STATED GOAL - Reproduce each line of the listing exactly.

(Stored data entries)

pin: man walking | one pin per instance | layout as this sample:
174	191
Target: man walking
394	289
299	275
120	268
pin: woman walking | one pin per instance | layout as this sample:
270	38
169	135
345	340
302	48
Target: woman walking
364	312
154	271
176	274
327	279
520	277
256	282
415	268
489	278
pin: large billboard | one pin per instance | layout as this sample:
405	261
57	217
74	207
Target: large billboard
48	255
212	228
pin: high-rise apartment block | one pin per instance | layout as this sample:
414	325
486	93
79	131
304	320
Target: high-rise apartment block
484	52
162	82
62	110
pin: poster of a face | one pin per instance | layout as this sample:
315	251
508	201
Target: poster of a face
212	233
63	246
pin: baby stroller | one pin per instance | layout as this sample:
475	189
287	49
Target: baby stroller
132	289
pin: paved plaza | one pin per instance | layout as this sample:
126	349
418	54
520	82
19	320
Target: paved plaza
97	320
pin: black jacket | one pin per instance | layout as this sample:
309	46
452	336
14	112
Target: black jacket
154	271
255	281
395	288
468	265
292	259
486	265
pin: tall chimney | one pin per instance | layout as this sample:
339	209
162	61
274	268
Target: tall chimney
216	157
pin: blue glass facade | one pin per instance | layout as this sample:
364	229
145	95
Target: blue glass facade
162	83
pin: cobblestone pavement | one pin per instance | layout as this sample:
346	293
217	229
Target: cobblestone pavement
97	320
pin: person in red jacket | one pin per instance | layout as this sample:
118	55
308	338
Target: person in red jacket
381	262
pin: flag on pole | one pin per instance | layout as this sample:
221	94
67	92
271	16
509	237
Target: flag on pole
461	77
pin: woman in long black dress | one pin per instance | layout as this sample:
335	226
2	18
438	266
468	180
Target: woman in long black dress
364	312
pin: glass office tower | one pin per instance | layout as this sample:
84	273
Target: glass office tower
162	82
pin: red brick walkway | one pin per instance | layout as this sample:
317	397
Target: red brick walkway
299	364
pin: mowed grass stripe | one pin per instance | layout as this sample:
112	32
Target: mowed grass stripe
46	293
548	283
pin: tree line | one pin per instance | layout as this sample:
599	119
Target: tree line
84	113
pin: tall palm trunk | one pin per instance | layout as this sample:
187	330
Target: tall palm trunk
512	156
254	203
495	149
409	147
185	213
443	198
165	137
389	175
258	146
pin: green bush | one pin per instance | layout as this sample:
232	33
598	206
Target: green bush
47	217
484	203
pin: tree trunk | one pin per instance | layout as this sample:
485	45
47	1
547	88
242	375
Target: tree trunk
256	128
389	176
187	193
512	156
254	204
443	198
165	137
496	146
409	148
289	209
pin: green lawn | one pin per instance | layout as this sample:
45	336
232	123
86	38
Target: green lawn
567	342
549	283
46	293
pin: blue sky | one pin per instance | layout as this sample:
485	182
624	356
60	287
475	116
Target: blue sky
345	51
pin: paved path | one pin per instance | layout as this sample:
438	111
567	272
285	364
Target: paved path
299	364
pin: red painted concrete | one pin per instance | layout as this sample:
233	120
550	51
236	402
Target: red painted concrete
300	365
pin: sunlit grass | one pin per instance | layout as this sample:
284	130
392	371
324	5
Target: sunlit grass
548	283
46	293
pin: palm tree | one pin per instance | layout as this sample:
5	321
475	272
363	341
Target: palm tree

TASK RESULT -
pin: man walking | one pin per instance | layout as this sample:
174	191
Target: man walking
394	289
299	275
120	268
pin: woman walking | one pin per instance | layout as this sample:
270	38
169	135
345	340
302	48
Target: woman walking
364	312
154	271
176	274
327	279
520	277
256	282
415	268
489	278
pin: large billboard | one pin per instance | layout as this sample:
405	261
57	217
74	207
Target: large billboard
48	255
212	228
pin: high-rise apartment block | one pin per instance | layout as this sample:
414	325
486	93
79	131
304	320
Target: high-rise apartment block
484	52
162	82
62	110
pin: poster of a face | one pin per instance | layout as this sample:
315	251
508	201
Target: poster of a face
212	233
63	246
pin: baby stroller | one pin per instance | layout as this sample:
475	189
287	49
Target: baby stroller
132	289
pin: paved plaza | one pin per instance | layout as this sample:
126	349
418	54
520	82
19	320
Target: paved plaza
97	320
pin: black jacket | one pin per instance | layout as this sample:
309	46
452	336
14	112
Target: black jacket
154	271
255	281
395	288
468	265
292	259
486	265
pin: tall chimney | one pin per instance | layout as this sample:
339	209
162	61
274	268
Target: tall chimney
216	157
pin: blue glass facade | one pin per instance | layout as this sample:
364	229
145	95
Target: blue glass facade
162	83
pin: cobblestone pavement | one pin per instance | layout as this sample:
346	293
217	229
Target: cobblestone pavement
97	320
pin: person in red jacket | one pin per instance | layout as this sample:
118	55
308	338
Target: person in red jacket
381	262
pin: flag on pole | one pin per instance | layout as this sample:
221	94
67	92
271	16
509	237
Target: flag on pole
461	77
pin: woman in long black dress | one pin per instance | layout as this sample:
335	226
2	18
438	266
468	180
Target: woman in long black dress
364	312
pin: glass office tower | one pin per instance | layout as this sample:
84	273
Target: glass office tower
162	82
pin: red brick walkway | one pin per instance | layout as this sample:
317	397
Target: red brick walkway
299	364
pin: mowed grass stripe | one pin per instance | layout as this sample:
112	32
Target: mowed grass stripe
46	293
548	283
pin: tree line | one pin per instance | layout as this sample:
599	119
Target: tree line
84	113
pin: tall palm trunk | one pin per instance | layout as this sample:
187	330
Target: tall palm trunk
512	156
254	203
495	149
409	147
185	213
443	198
165	137
389	175
258	146
pin: green bush | one pin per instance | layout as this sample:
232	33
598	206
Target: green bush
47	217
484	203
pin: tree trunk | one pin per instance | layout as this sample:
485	45
47	1
547	88
242	375
Target: tree trunk
256	128
389	176
187	193
512	156
254	204
443	198
165	137
496	146
409	148
289	209
pin: green lawn | one pin per instance | layout as this sample:
45	336
232	123
86	38
Target: green lawn
567	342
549	283
46	293
pin: blue sky | one pin per instance | layout as this sample:
485	182
624	356
60	287
475	116
Target: blue sky
345	51
pin: paved path | one pin per instance | layout as this sample:
438	111
567	272
285	364
Target: paved path
299	364
pin: red painted concrete | one pin per instance | layout as this sample:
233	120
550	51
236	402
Target: red painted concrete
300	365
pin: sunlit grass | one pin per instance | layout as this sample:
284	130
392	371
324	5
Target: sunlit grass
548	283
46	293
pin: palm tree | one pin per instance | layout as this sample:
5	321
475	272
363	341
Target: palm tree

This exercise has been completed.